Exercise materials:
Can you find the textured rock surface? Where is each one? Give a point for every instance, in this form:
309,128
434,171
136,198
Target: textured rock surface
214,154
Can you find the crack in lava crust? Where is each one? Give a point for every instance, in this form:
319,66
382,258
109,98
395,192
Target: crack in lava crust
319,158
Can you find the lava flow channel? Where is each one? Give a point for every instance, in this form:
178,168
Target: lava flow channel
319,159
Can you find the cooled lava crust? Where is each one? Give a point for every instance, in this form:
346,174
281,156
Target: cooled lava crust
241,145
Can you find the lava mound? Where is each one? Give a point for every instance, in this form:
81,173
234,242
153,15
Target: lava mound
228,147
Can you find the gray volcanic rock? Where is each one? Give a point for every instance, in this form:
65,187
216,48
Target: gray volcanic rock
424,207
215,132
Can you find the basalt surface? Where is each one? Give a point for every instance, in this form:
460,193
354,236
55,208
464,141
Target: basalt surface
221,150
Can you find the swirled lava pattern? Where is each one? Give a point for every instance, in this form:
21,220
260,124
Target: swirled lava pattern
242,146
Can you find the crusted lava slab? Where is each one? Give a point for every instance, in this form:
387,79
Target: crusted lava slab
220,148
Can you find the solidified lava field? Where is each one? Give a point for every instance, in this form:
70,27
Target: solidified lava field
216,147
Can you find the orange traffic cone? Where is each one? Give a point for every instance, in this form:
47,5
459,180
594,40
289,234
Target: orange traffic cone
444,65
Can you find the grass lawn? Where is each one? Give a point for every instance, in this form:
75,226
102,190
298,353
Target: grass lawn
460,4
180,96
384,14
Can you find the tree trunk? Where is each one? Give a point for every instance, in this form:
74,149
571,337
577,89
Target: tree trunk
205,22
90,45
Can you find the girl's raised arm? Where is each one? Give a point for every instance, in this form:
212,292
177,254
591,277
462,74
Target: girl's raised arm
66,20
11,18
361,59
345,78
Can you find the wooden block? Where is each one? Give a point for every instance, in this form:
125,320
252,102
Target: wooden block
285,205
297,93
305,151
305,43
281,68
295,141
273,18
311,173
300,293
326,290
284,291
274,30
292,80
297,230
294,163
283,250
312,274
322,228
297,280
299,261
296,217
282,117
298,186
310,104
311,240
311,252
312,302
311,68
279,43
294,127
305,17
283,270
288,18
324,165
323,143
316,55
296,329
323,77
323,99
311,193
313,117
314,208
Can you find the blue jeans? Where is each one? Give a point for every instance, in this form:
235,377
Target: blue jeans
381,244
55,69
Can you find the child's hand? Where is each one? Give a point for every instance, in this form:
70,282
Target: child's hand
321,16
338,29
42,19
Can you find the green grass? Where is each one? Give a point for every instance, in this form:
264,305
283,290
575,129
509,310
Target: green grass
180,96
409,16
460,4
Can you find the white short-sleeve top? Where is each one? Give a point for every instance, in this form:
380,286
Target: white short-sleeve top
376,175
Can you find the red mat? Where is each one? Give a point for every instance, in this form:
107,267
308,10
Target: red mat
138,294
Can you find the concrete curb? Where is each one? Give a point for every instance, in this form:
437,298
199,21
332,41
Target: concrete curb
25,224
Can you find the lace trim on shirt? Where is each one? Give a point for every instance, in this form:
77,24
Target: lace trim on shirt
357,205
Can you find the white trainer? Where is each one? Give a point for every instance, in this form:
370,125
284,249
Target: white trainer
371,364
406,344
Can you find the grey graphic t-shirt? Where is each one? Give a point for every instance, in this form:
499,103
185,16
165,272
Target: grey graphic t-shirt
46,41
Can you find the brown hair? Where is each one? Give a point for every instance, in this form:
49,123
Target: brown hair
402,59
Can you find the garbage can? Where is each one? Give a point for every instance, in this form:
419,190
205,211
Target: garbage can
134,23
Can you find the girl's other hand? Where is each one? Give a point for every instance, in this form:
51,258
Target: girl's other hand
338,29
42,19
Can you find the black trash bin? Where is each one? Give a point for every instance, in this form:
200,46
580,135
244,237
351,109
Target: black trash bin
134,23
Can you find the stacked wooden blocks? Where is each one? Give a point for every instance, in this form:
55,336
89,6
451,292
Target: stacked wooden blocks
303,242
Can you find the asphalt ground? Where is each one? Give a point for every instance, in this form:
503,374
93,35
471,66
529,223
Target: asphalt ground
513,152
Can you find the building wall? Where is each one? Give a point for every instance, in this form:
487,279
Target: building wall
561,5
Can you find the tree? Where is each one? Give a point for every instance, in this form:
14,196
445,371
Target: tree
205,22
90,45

Work required: Go through the records above and retype each one exactly.

Reply:
Can you find the textured rock surface? Where is each one? Give a point for every instance, in this form:
309,128
434,171
136,198
Target: textured rock surface
214,154
Can you find the crack in lava crust? Where is each one? Give a point for every instance, in this form:
319,66
382,258
109,98
395,192
Target: crack in lava crust
319,158
Can you find the lava flow channel? Where is each one? Give a point for every instance, in this form:
178,168
Target: lava flow channel
319,159
Can you find the cooled lava crust? Where is each one? Give a point for every instance, in this form:
346,174
281,156
Target: cooled lava crust
241,145
Can you find the lava mound? Where is each one? Give a point for every instance, in this form:
81,173
234,242
153,15
Target: lava mound
228,147
Can you find the gray volcanic rock? Where is each one? Give a point for every instance, in this form:
65,187
216,48
Target: gray volcanic rock
424,207
215,132
Can you find the basalt surface? Where is each one? Give a point for every instance, in this form:
460,193
354,236
55,208
464,141
Target: basalt surface
221,150
Can you find the swirled lava pattern? Where is each one? Give a point for every instance, in this form:
21,220
260,124
Target: swirled lava pattern
242,146
Can you find the crusted lava slab? Where is each one? Give a point for every instance, in this form:
387,79
Target: crusted lava slab
220,148
Can you find the solidified lava field? Where is each one? Give a point for every instance, in this form:
70,27
Target: solidified lava field
216,147
Can you find the orange traffic cone? Where is each one? Give a point for every instance, in this form:
47,5
459,180
594,40
289,234
Target: orange traffic cone
444,65
Can you find the grass lawn? Where is each one? Give a point for every instance, in this form:
75,226
102,190
298,353
Target: grass lawn
460,4
180,96
384,14
Can you find the tree trunk? Where is each one? Give a point for every instance, in this form:
74,149
571,337
577,89
Target: tree trunk
205,22
90,45
Can you find the girl's raised arm? Where is each one? Give a point for every instance, in this form:
212,292
177,254
591,277
462,74
Target: girl's raised arm
66,20
11,18
361,59
345,78
Can you find the wooden block? Where is each one? Give a point for every instance, in this form:
125,320
252,102
Target: wooden block
285,205
297,93
305,151
305,43
281,68
295,141
273,18
311,173
300,293
326,290
284,291
274,30
292,80
297,230
294,163
283,250
312,274
322,228
297,280
299,261
296,217
282,117
298,186
310,104
311,240
311,252
312,302
311,68
279,43
294,127
305,17
283,270
288,18
324,165
323,143
316,55
296,329
323,77
323,99
311,193
313,117
314,208
Can you find the blue jeans? Where is each one? Give a point for every instance, in this form:
235,377
Target: blue jeans
381,244
55,69
Can you find the child's hand? Where is each one? Give a point for every instance, in this form:
70,282
Target: child's hand
321,16
338,29
42,19
Can you find the green grass? Where is each one? Give a point for every instance, in this form:
264,305
283,290
575,129
509,310
Target: green grass
180,96
409,16
460,4
Can you find the white short-sleeve top? Where is each one? Give a point for every instance, in this form:
380,286
Target: white short-sleeve top
376,175
Can you find the red mat? Where is each one? Give a point for every instance, in this form:
107,267
308,10
Target: red mat
138,294
Can you find the concrete curb? Where is each one? Give a point for every instance, in this form:
437,298
199,21
332,41
Target: concrete curb
25,224
Can you find the lace trim on shirt? Where is each one? Give a point for every instance, in this form:
77,24
Target: lace trim on shirt
357,205
Can you find the white trainer? Where is each one? Give a point for every instance, in this form:
370,125
284,249
Target: white trainer
371,364
406,344
Can you find the grey graphic t-shirt? Where is each one? Give a point for every instance, in this form:
499,103
185,16
165,272
Target: grey graphic t-shirt
46,41
Can you find the brown hair? Where is each one? Give a point for every instance, in this form:
49,123
Target: brown hair
402,59
Can you find the garbage can? Where is each one? Give a point for every instance, in this form:
419,190
205,211
Target: garbage can
134,23
Can you find the girl's other hand? Where is each one? Give a point for every instance, in this form:
51,258
Target: girl's other hand
338,29
42,19
Can you find the black trash bin? Where is each one? Give a point for every instance, in this form:
200,46
580,135
244,237
351,109
Target: black trash bin
134,23
Can you find the stacked wooden blocks? Where is each one? Give a point for every instance, in this form:
55,336
89,6
451,292
Target: stacked wooden blocks
303,242
Can you find the asphalt ground? Where is each one? Give a point for every instance, in this form:
503,374
93,35
471,66
529,223
Target: asphalt ground
513,152
Can you find the building wall? Where is each one? Give a point for every instance, in this form:
487,279
Target: building wall
561,5
Can you find the tree? Where is each one? Give a point for every instance, in this form:
14,196
445,371
Target: tree
205,22
90,45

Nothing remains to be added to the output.